He was, seemingly by nature, anti-everything his genteel family stood for.
James Middleton Cox, the original patriarch, was the Democratic nominee for president in 1920—FDR was his running mate—and two-time governor of Ohio. Fergie’s grandmother, Anne, the only Cox Fergie seems to have anything nice to say about—“She was a bad mother and an absent WASP, but she was not cold as a grandmother”—was the ambassador to Belgium under President Carter. She had a cardboard cutout of Obama in her living room, and she took her private plane to canvass for him in 2008. She sat on the boards of the Met, the Whitney, the Atlanta Symphony, and went to Miss Porter’s. She was once worth $17 billion.
But thanks to some clever estate planning, when she died in 2020 at 100 years old, Fergie only got $6 million, a Chagall painting of a goat herder, “and some forks.” The rest was divided between Fergie’s dad and aunts.
Fergie’s father, the eldest boy, is a progressive for his time and a black sheep in his own right. He was a dance major at Bard, and believes deeply, I am told, in the power of chiropractic medicine. He is also a vegetarian and a biodynamic farmer (his farm, Honey Dog, is 15 minutes down the road from Fergie’s Massachusetts outpost) and he is obsessed with bees. He’s married to Nabila Khashoggi, daughter of Adnan, the infamous arms dealer and once the richest man in the world. They have one son: Ulysses Layth Adnan Cox Khashoggi Chambers.

----------------------------------------

- Required actions -
- a) According to the passage about the Cox family, what post did Anne hold under President Carter?
- b) Decide whether each statement agrees with the passage about the Cox family: (i) James Middleton Cox served as governor of Ohio twice. (ii) Fergie's father studied painting at Bard. (iii) Anne died in 2020 at 100 years old.
- c) From the passage about the Cox family, reproduce the text starting at "He was, seemingly" and ending at "worth $17 billion.".
The rows that follow come from a separate source.

----------------------------------------

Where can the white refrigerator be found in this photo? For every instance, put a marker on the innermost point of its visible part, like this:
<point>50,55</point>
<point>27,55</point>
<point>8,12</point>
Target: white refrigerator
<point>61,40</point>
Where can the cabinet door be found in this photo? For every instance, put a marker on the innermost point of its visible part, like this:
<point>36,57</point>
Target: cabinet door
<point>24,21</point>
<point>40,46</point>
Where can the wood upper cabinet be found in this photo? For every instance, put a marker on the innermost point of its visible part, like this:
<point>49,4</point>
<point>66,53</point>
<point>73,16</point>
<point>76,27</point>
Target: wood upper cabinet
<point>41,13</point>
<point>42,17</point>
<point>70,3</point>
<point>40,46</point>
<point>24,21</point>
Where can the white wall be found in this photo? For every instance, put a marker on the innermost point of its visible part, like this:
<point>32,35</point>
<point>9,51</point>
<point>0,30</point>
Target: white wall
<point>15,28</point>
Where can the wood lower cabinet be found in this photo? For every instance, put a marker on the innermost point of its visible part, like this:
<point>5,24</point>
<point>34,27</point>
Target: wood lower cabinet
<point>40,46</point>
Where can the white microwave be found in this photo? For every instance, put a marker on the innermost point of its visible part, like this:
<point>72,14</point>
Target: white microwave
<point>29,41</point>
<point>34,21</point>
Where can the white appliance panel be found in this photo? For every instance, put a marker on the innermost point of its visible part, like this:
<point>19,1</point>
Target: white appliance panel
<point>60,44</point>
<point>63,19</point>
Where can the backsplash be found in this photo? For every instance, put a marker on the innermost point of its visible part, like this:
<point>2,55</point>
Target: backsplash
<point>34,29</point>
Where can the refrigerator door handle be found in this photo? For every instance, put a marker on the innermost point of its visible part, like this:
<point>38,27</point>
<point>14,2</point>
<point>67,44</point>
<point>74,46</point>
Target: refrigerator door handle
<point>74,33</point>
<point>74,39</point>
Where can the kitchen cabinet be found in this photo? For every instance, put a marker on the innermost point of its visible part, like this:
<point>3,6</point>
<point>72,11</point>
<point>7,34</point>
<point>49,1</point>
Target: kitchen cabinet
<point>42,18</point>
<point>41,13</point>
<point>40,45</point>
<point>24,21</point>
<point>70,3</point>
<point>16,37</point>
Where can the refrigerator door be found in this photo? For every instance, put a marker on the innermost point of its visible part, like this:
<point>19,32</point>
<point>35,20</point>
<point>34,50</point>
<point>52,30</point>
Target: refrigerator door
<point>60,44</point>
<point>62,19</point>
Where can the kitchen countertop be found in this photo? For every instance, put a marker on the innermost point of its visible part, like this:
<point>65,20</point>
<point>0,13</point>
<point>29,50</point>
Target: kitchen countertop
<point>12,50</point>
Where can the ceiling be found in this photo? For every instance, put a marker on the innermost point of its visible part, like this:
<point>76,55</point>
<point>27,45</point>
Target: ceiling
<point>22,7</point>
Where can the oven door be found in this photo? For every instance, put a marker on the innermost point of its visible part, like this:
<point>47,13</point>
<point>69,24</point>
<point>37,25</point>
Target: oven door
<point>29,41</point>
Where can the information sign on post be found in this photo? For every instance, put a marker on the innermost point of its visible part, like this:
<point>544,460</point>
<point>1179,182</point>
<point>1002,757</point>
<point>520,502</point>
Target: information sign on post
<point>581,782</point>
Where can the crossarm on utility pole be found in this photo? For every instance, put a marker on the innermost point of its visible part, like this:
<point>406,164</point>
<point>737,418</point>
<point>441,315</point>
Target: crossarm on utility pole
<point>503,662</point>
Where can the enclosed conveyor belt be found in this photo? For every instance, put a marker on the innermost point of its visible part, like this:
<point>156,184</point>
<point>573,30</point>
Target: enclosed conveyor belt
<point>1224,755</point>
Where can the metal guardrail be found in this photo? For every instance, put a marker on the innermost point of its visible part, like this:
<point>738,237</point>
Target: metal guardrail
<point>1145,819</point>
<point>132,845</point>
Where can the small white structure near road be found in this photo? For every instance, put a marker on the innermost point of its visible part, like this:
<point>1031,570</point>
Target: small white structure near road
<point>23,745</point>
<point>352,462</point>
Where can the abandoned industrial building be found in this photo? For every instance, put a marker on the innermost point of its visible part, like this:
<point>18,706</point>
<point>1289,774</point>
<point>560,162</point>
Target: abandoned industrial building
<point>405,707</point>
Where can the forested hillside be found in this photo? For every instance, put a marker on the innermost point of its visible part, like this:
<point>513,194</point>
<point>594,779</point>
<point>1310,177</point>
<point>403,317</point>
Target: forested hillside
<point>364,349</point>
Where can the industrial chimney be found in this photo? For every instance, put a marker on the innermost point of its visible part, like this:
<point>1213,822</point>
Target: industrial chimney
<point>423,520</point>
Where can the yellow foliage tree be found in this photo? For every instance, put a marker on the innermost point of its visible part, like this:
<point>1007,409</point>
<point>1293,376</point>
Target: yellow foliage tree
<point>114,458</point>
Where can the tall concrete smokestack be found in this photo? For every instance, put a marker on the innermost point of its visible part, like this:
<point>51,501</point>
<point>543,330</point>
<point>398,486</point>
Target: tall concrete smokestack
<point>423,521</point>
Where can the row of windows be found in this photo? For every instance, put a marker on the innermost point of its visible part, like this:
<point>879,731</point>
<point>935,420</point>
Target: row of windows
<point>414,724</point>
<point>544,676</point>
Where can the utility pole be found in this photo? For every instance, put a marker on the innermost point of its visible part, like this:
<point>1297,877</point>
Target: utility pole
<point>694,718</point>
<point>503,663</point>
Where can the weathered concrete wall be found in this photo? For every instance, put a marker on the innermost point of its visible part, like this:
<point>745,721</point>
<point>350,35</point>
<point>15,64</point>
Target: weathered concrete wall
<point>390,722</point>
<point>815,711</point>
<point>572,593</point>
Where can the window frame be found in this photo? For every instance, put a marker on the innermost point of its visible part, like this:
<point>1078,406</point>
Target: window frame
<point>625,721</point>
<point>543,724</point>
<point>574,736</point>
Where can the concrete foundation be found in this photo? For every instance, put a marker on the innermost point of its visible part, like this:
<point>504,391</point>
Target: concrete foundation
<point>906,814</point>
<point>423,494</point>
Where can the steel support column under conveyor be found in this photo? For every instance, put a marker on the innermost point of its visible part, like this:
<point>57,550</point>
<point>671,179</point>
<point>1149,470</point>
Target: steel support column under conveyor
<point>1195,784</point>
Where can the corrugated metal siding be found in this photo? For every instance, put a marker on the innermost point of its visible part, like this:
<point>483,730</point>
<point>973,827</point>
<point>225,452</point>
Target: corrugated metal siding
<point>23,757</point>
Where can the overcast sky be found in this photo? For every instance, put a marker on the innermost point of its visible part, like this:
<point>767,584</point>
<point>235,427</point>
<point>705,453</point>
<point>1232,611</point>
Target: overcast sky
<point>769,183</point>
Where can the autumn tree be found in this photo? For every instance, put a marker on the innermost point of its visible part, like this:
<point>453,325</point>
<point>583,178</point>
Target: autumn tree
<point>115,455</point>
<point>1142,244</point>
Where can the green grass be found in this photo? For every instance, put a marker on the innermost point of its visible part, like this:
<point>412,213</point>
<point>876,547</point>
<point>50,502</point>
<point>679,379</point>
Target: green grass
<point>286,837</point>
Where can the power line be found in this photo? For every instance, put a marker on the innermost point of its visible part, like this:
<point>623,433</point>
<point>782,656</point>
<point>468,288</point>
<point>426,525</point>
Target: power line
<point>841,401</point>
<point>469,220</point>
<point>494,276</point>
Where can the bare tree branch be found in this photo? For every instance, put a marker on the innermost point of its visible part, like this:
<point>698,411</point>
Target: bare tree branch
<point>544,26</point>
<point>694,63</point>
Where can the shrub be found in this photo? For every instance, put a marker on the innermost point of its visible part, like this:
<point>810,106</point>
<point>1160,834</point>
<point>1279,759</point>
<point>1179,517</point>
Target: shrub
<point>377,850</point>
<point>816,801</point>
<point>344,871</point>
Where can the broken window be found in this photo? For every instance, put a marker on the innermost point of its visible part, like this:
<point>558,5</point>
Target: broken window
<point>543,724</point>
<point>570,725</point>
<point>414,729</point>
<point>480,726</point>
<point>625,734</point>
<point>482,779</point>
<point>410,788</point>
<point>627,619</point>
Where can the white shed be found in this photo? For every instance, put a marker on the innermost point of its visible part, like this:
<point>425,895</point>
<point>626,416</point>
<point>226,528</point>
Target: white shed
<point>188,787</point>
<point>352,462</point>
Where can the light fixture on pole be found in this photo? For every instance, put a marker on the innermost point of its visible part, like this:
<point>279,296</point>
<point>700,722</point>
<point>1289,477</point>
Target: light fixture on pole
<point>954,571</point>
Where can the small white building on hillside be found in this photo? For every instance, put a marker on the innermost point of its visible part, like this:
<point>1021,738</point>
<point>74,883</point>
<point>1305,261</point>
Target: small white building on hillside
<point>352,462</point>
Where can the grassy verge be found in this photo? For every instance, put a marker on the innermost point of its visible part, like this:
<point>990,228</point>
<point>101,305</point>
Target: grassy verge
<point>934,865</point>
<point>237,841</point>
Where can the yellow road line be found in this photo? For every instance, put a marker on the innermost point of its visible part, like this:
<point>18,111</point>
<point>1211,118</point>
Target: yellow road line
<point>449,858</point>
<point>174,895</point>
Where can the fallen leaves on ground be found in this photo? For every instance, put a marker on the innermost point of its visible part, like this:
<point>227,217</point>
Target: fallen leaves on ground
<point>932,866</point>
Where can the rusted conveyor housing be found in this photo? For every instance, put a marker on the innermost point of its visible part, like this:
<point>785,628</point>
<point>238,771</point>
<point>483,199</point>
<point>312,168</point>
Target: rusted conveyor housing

----------------------------------------

- Solved problems -
- a) She was the ambassador to Belgium.

- b)
(i) Yes: "two-time governor of Ohio"
(ii) No: "He was a dance major at Bard"
(iii) Yes: "when she died in 2020 at 100 years old"

- c)
He was, seemingly by nature, anti-everything his genteel family stood for.
James Middleton Cox, the original patriarch, was the Democratic nominee for president in 1920—FDR was his running mate—and two-time governor of Ohio. Fergie’s grandmother, Anne, the only Cox Fergie seems to have anything nice to say about—“She was a bad mother and an absent WASP, but she was not cold as a grandmother”—was the ambassador to Belgium under President Carter. She had a cardboard cutout of Obama in her living room, and she took her private plane to canvass for him in 2008. She sat on the boards of the Met, the Whitney, the Atlanta Symphony, and went to Miss Porter’s. She was once worth $17 billion.